-- begin Material provided --

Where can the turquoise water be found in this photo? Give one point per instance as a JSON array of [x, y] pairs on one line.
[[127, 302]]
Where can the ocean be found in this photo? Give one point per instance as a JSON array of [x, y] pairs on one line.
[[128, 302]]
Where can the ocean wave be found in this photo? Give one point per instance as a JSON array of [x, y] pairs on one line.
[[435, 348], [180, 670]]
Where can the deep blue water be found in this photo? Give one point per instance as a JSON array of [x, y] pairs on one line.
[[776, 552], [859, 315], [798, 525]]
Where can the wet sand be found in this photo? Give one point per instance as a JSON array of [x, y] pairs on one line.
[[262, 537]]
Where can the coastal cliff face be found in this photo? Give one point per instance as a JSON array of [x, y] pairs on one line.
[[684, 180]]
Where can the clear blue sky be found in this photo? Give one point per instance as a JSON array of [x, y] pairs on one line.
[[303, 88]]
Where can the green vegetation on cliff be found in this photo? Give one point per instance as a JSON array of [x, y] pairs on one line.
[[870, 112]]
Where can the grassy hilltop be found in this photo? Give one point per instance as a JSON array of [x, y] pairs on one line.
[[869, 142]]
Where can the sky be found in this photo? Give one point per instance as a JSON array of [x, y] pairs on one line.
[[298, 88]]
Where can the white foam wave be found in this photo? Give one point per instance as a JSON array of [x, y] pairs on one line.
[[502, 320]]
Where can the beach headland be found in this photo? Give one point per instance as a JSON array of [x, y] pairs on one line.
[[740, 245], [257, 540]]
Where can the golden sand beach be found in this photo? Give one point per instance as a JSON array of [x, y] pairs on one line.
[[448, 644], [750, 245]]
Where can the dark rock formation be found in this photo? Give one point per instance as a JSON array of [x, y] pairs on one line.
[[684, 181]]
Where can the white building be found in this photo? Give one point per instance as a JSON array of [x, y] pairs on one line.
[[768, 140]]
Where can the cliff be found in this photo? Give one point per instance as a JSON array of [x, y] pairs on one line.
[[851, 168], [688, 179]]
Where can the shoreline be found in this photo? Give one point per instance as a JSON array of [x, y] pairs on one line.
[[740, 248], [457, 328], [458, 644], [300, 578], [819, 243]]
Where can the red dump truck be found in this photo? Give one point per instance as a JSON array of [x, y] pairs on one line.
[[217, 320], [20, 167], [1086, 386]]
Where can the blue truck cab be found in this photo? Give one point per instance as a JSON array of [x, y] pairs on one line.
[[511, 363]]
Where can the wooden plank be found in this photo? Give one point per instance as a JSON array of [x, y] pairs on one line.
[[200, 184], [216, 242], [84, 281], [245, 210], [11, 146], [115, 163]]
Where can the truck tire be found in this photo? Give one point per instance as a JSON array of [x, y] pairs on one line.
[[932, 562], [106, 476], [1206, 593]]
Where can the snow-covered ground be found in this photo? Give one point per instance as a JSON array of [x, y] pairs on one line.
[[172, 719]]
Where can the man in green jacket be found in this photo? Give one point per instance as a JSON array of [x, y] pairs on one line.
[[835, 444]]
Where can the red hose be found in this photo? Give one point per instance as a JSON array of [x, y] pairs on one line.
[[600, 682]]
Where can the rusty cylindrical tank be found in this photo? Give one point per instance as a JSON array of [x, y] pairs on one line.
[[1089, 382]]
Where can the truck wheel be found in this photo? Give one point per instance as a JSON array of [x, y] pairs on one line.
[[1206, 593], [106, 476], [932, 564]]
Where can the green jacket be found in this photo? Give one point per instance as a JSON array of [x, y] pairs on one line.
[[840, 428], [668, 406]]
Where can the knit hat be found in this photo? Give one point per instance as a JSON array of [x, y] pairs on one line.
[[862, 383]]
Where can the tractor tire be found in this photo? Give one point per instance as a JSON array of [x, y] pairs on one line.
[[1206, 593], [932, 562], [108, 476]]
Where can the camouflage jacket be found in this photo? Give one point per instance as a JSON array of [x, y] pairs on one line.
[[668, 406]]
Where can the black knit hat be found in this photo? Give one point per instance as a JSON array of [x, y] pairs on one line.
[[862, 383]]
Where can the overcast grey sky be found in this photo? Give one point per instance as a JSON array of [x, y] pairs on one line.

-- end Material provided --

- **Directive**:
Present the records as a numbered list, starting with the line that contains "Where can the beach" and ending after the line that contains "[[740, 245], [257, 540]]". Leave out blank lines.

- **Worked solution**:
1. Where can the beach headland be found in this photo? Give one point per instance as a JSON array of [x, y] pairs on one line.
2. [[740, 245], [257, 540]]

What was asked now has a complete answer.